Exercise brief: Please copy the material from the line with "mattress, that would be most appreciated." up to and including the line with "[[[240,153],[231,247],[269,253],[284,149],[277,144]]]", substituting "blind" for "shutter" and leaving everything else unchanged.

Exercise inputs:
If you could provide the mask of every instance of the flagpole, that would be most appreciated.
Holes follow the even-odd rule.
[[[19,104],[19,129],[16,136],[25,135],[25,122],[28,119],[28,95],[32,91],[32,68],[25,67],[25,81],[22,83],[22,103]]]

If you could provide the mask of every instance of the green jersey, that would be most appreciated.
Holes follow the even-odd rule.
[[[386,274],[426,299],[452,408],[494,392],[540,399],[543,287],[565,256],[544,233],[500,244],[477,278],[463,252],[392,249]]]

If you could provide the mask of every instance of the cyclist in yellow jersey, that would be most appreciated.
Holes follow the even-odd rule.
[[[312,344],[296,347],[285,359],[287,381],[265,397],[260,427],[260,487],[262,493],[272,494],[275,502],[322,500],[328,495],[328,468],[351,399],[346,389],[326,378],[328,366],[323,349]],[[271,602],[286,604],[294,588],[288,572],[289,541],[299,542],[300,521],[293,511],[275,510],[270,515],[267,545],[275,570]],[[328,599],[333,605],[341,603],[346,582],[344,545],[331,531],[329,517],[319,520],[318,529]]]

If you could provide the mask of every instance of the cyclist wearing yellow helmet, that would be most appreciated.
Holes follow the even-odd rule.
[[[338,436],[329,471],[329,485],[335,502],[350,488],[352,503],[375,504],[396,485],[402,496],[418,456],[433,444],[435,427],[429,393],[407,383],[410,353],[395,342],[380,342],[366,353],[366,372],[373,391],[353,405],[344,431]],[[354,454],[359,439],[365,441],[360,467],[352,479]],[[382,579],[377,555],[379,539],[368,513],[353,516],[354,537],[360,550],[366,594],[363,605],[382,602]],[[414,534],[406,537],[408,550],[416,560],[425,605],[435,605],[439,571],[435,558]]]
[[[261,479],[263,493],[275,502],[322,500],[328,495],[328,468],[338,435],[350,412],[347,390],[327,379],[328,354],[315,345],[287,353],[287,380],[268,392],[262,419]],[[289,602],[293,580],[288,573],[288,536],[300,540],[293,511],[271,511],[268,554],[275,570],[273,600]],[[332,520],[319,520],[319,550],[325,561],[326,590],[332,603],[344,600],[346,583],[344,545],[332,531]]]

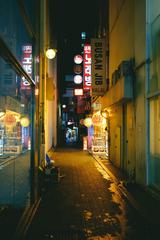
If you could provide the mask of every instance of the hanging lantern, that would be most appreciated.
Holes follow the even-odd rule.
[[[46,50],[46,57],[48,59],[53,59],[56,57],[56,52],[57,52],[56,49],[49,48]]]
[[[21,118],[20,123],[22,127],[28,127],[30,124],[29,118],[28,117]]]
[[[83,121],[83,124],[86,127],[92,126],[92,118],[90,118],[90,117],[85,118],[84,121]]]

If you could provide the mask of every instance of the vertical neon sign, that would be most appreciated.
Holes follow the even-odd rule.
[[[91,90],[91,45],[84,45],[84,81],[83,81],[83,89]]]

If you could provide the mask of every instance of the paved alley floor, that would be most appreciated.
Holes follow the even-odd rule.
[[[60,181],[46,188],[27,240],[158,239],[88,152],[53,153]]]

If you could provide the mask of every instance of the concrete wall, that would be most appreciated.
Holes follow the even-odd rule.
[[[136,181],[146,184],[146,5],[135,0],[135,108]],[[144,63],[144,64],[143,64]]]
[[[134,56],[134,1],[110,1],[109,78],[122,60]]]
[[[135,59],[134,97],[117,106],[110,119],[111,158],[115,158],[115,129],[121,127],[121,160],[128,176],[146,184],[146,5],[145,0],[111,0],[109,13],[109,77],[121,61]],[[136,68],[137,67],[137,68]],[[115,109],[112,107],[111,109]],[[118,110],[119,109],[119,110]],[[113,160],[114,162],[114,160]]]

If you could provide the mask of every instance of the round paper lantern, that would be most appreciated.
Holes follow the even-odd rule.
[[[29,118],[28,117],[21,118],[20,123],[22,127],[28,127],[30,124]]]
[[[83,124],[84,124],[84,126],[86,126],[86,127],[92,126],[92,118],[90,118],[90,117],[85,118]]]

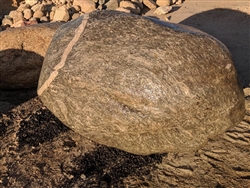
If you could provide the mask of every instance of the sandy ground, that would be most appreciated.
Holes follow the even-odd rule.
[[[170,21],[201,29],[231,51],[250,83],[249,2],[186,0]],[[148,16],[152,12],[147,12]],[[165,19],[164,16],[160,19]],[[63,125],[36,89],[0,91],[0,187],[250,187],[250,88],[236,127],[189,153],[136,156],[98,145]]]
[[[153,11],[146,13],[155,16]],[[249,0],[186,0],[161,20],[200,29],[223,42],[230,50],[240,82],[250,87],[250,2]]]

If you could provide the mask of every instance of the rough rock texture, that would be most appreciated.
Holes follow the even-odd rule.
[[[57,30],[38,94],[76,132],[142,155],[197,149],[244,116],[222,43],[116,11],[93,12]]]
[[[156,4],[160,7],[169,6],[171,3],[171,0],[156,0]]]
[[[34,92],[0,91],[0,187],[250,187],[250,113],[195,152],[138,156],[68,129]]]
[[[19,0],[20,2],[20,0]],[[1,6],[0,6],[0,18],[3,17],[3,15],[8,14],[11,10],[16,9],[17,7],[17,1],[16,0],[1,0]]]
[[[37,87],[45,53],[61,23],[0,32],[0,89]]]

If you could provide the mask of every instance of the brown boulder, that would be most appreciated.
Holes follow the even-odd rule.
[[[60,25],[37,24],[0,32],[0,89],[37,87],[45,53]]]
[[[244,116],[221,42],[117,11],[85,14],[57,30],[38,95],[81,135],[141,155],[195,150]]]

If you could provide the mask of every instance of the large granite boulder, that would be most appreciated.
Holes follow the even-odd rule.
[[[37,87],[44,56],[60,25],[37,24],[0,32],[0,89]]]
[[[244,116],[222,43],[116,11],[94,11],[56,31],[38,95],[81,135],[141,155],[195,150]]]

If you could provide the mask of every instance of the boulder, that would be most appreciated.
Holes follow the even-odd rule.
[[[0,89],[37,87],[45,53],[60,23],[0,32]]]
[[[38,95],[84,137],[140,155],[196,150],[245,110],[221,42],[117,11],[94,11],[56,31]]]

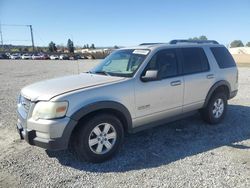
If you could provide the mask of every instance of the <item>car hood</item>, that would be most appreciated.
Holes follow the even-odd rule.
[[[28,85],[21,90],[21,95],[31,101],[50,100],[63,93],[113,83],[123,79],[126,78],[82,73]]]

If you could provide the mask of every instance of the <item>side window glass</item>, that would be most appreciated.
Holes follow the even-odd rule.
[[[192,74],[209,70],[207,56],[202,48],[182,48],[183,73]]]
[[[178,75],[178,62],[175,50],[168,49],[157,52],[148,63],[146,70],[158,70],[160,78]]]

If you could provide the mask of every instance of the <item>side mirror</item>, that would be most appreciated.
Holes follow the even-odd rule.
[[[141,77],[141,81],[149,82],[158,80],[158,71],[157,70],[147,70],[145,76]]]

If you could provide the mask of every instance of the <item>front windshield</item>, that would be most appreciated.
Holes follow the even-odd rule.
[[[111,53],[91,73],[132,77],[148,55],[149,50],[118,50]]]

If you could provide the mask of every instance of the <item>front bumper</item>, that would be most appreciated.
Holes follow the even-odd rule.
[[[16,127],[20,138],[24,139],[30,145],[38,146],[48,150],[67,149],[72,130],[77,122],[70,118],[67,118],[66,120],[42,120],[41,122],[38,121],[34,123],[34,121],[28,120],[26,124],[27,127],[24,128],[22,121],[18,119]],[[66,124],[63,125],[62,122]],[[51,135],[55,134],[58,137],[51,138]]]
[[[237,90],[234,90],[234,91],[231,91],[230,96],[229,96],[229,99],[234,98],[234,97],[237,95],[237,93],[238,93],[238,89],[237,89]]]
[[[17,130],[20,138],[24,139],[30,145],[38,146],[48,150],[64,150],[68,147],[66,140],[63,140],[63,138],[44,139],[37,137],[36,131],[34,130],[24,130],[18,126]]]

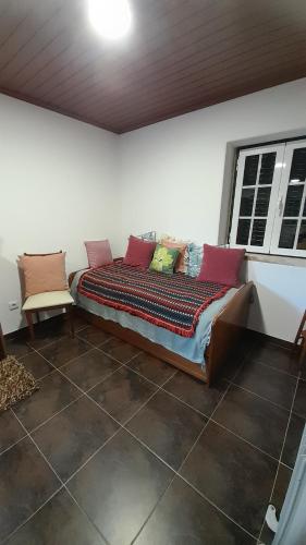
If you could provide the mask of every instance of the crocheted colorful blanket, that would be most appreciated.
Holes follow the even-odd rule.
[[[84,272],[77,290],[100,304],[192,337],[203,311],[229,288],[199,282],[182,272],[170,276],[143,270],[120,261]]]

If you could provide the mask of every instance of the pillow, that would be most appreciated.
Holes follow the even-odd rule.
[[[244,249],[228,249],[204,244],[204,259],[197,280],[238,288]]]
[[[90,269],[112,263],[111,249],[108,240],[85,242],[88,266]]]
[[[143,267],[147,269],[155,249],[156,242],[144,241],[131,234],[123,263],[125,263],[125,265],[132,265],[133,267]]]
[[[166,247],[174,247],[179,250],[179,256],[175,263],[175,271],[176,272],[186,272],[186,265],[185,265],[185,253],[187,250],[187,243],[186,242],[175,242],[171,241],[168,239],[162,239],[160,241],[160,244]]]
[[[150,270],[173,275],[175,262],[180,255],[180,251],[175,247],[166,247],[157,244],[154,253],[154,258],[150,264]]]
[[[188,244],[188,263],[187,263],[187,275],[192,277],[197,277],[200,271],[200,266],[203,262],[203,246],[197,246],[193,242]]]
[[[23,255],[25,296],[45,291],[68,290],[65,275],[65,253],[47,255]]]

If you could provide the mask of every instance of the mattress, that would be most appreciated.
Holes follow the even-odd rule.
[[[71,294],[75,303],[91,314],[110,319],[120,324],[122,327],[132,329],[152,342],[161,344],[172,352],[205,366],[205,350],[210,341],[211,326],[213,318],[227,305],[227,303],[237,292],[236,288],[231,288],[225,295],[213,301],[199,316],[198,324],[193,337],[182,337],[163,327],[156,326],[138,316],[133,316],[124,311],[119,311],[110,306],[101,305],[96,301],[82,295],[77,291],[77,284],[81,276],[88,269],[76,272],[72,286]]]

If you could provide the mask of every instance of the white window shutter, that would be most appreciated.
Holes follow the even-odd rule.
[[[240,153],[231,247],[269,253],[284,149],[277,144]]]

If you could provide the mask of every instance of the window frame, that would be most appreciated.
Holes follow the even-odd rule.
[[[290,142],[278,142],[269,145],[258,145],[249,148],[240,149],[237,158],[236,158],[236,179],[235,179],[235,187],[233,191],[232,197],[232,218],[231,218],[231,227],[229,234],[229,245],[230,247],[245,249],[247,252],[253,254],[268,254],[268,255],[280,255],[280,256],[293,256],[293,257],[306,257],[306,250],[296,250],[296,249],[282,249],[279,247],[280,233],[282,228],[283,220],[283,211],[285,207],[286,193],[290,181],[290,171],[292,166],[292,158],[294,149],[297,148],[306,148],[306,140],[296,140]],[[268,153],[277,153],[276,161],[274,161],[274,171],[271,184],[259,184],[259,175],[261,168],[261,160],[264,154]],[[245,160],[249,156],[259,156],[258,167],[257,167],[257,175],[256,182],[252,185],[243,185],[244,173],[245,173]],[[302,182],[303,183],[303,182]],[[259,187],[271,187],[269,205],[267,210],[267,216],[255,216],[255,208],[257,203],[257,193]],[[250,216],[240,216],[241,209],[241,199],[243,189],[254,189],[254,199],[253,199],[253,209]],[[298,239],[301,222],[304,219],[303,208],[304,203],[306,201],[306,181],[304,183],[304,191],[301,201],[299,215],[297,218],[297,227],[295,232],[295,242]],[[249,219],[250,227],[248,232],[248,244],[237,244],[237,228],[240,219]],[[254,219],[267,219],[266,230],[262,245],[252,245],[252,232],[253,232],[253,223]],[[296,219],[296,217],[292,217],[289,219]]]
[[[285,209],[287,190],[290,186],[290,173],[291,173],[293,154],[294,154],[294,150],[298,149],[298,148],[306,148],[306,140],[304,142],[303,141],[299,141],[296,143],[291,142],[291,143],[287,143],[285,146],[282,177],[281,177],[281,183],[280,183],[279,196],[278,196],[278,208],[276,210],[274,226],[273,226],[273,232],[272,232],[271,245],[270,245],[270,253],[273,255],[291,255],[294,257],[306,257],[306,250],[297,250],[296,247],[293,247],[293,249],[279,247],[279,240],[280,240],[280,233],[281,233],[283,219],[284,218],[295,219],[294,216],[293,217],[284,216],[284,209]],[[299,185],[299,184],[297,184],[297,185]],[[303,209],[305,206],[305,198],[306,198],[306,180],[304,183],[301,183],[301,185],[304,185],[304,189],[303,189],[303,194],[302,194],[302,199],[301,199],[299,214],[297,217],[297,226],[296,226],[295,238],[294,238],[294,246],[296,246],[296,243],[297,243],[299,228],[301,228],[301,223],[302,223],[302,219],[303,219]]]
[[[269,206],[268,206],[267,225],[266,225],[266,232],[265,232],[265,239],[264,239],[262,246],[256,246],[254,244],[237,244],[234,241],[236,240],[238,220],[241,218],[244,218],[243,216],[240,216],[241,197],[242,197],[243,189],[255,189],[255,195],[254,195],[254,202],[253,202],[253,213],[254,213],[255,206],[256,206],[257,192],[259,189],[258,179],[259,179],[259,174],[260,174],[261,157],[264,154],[269,154],[269,153],[273,153],[273,152],[277,153],[276,165],[277,164],[282,165],[283,164],[283,156],[284,156],[284,144],[274,144],[274,145],[269,145],[269,146],[254,147],[250,149],[243,149],[240,152],[240,155],[237,158],[237,166],[236,166],[236,185],[235,185],[235,191],[234,191],[232,226],[231,226],[231,232],[230,232],[230,246],[231,247],[244,247],[247,252],[258,253],[258,254],[269,254],[270,253],[270,241],[271,241],[273,219],[274,219],[274,215],[271,213],[271,209],[273,208],[274,203],[276,203],[277,197],[278,197],[280,179],[281,179],[281,168],[279,168],[279,167],[274,168],[272,183],[269,185],[268,184],[260,185],[260,187],[267,187],[267,186],[271,185],[271,194],[270,194],[270,201],[269,201]],[[243,186],[245,159],[247,157],[254,156],[254,155],[259,155],[259,164],[258,164],[258,170],[257,170],[257,177],[256,177],[256,184]],[[256,218],[257,217],[254,214],[252,214],[248,239],[250,239],[250,237],[252,237],[253,222],[254,222],[254,219],[256,219]],[[258,216],[258,219],[259,218],[262,219],[262,217]]]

Exercise result:
If you could provide the mask of every instance of the mattress, that would be most appreciated.
Holes follow the even-odd rule.
[[[71,294],[75,303],[91,314],[110,319],[120,324],[122,327],[132,329],[152,342],[161,344],[172,352],[205,366],[205,350],[210,341],[211,326],[213,318],[227,305],[227,303],[237,292],[236,288],[231,288],[225,295],[213,301],[199,316],[198,324],[193,337],[182,337],[163,327],[156,326],[138,316],[133,316],[124,311],[119,311],[110,306],[101,305],[96,301],[82,295],[77,291],[77,284],[81,276],[88,269],[76,272],[72,286]]]

If you could provide the mask of every instance of the white window blind, that would be most appreciated.
Holes follow the even-odd rule.
[[[240,153],[231,247],[269,253],[284,149],[277,144]]]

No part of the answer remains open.